Exercise requirements -
Resume the business news roundup below, continuing it past its final sentence.

Selected passage -
LEISURE & HOSPITALITY
Fast food giants shutter businesses in Russia
PepsiCo, Coca-Cola, McDonald's and Starbucks have bowed to boycott threats and pledged to temporarily close their businesses in Russia in the wake of Vladimir Putin’s attack on Ukraine. The move will put more pressure on KFC and Burger King to act as they weather criticism for staying largely silent about the war.
Rolls-Royce nets £500m investment in SMR tech
Rolls-Royce has secured a £500m cash injection to help build its small modular reactors, also called SMRs, which can power half a million homes with clean energy. The investment comes from Qatar, the owners of French oil giant Perenco, US company Exelon Generation and £210m in UK Government funding. Trade body the Nuclear Industry Association said: “This is a vital step forward for British nuclear technology. The UK needs the Rolls-Royce SMR to strengthen our energy security and cut our dependence on gas as we move toward net zero.”
Value of mortgage advances tops £70bn
The latest mortgage lenders' statistics suggest the housing market is cooling down, according to property experts. In figures published by the Bank of England, the outstanding value of all residential mortgage loans was £1,613.4bn at the end of Q4, 2021 – up 4.7% on the same period the year before. The value of gross mortgage advances in this period was £70.2bn, 8.4% lower than in the fourth quarter of 2020. It was also the lowest level since the third quarter of 2020. The value of new mortgage commitments was 2% lower than in the third quarter and 11.9% less than a year earlier. The share for house purchase for owner occupation was also down 10.9 percentage points from the fourth quarter of 2020. Gareth Lewis, commercial director of property lender MT Finance, said a cooling of the market was “not surprising given the frenetic pace of activity over the previous 18 months.” The mania seen in previous months was “not sustainable” and “with double-digit house-price growth pricing first-time buyers even further out of the market, a more reasonable pace, similar to pre-pandemic levels, is welcome,” Lewis added.

Source data -
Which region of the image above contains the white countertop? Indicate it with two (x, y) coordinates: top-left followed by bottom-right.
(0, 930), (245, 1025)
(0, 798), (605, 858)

Written answer -
City keeps exemption from office conversion planning rules
Housing Secretary Michael Gove has confirmed that he will not challenge the City of London Corporation's request for an extension of an exemption from planning rules that encourage offices to be converted into housing. Mayor of London Sadiq Khan welcomed the decision, which he said would safeguard the future of central London. A spokesperson for the City of London Corporation said that as a result, it would be "able to continue to manage the stock of offices in the Square Mile and to protect existing office floor space against a change of use to housing where that would cause harm to the primary business function of the City".
Britons face catastrophic hit to living standards
The Centre for Economics and Business Research predicts UK economic growth will halve this year to 1.9% and fall to zero in 2023. The consultancy expects inflation to stay above 7% until the beginning of next year and go as high as 8.7%in the spring. Soaring inflation combined with steep tax hikes leads the CEBR to estimate living standards in the UK will drop at the worst rate since records began in the mid-1950s – by an estimated £71bn – which amounts to £2,553 per household. The CEBR said the projections will put the Chancellor under more pressure “to put the economy on a semi wartime setting on 23 March”. Separately, the Bank of England is set to send rates to the highest level since just after the financial crisis in a bid to tame runaway inflation triggered by the Russia-Ukraine conflict. According to Bank of America, the BoE will focus on eradicating an average inflation rate of 7% this year by hiking rates at each of its next five meetings, taking borrowing costs to 1.75% by November. Poor wage growth coupled with elevated inflation will erode real incomes at the worst rate since at least 1955, Bank of America said, adding that household consumption, which accounts for around 60% of UK output, will stagnate for the next 18 months.